What this task involves> The whole listing below must be repeated exactly.

Listed entries>
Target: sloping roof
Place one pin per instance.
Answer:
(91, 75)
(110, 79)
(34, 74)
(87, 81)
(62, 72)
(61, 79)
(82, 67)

Solution for this problem>
Target: sloping roof
Place one pin per instance.
Answer:
(91, 75)
(110, 79)
(34, 74)
(87, 81)
(62, 72)
(61, 79)
(82, 67)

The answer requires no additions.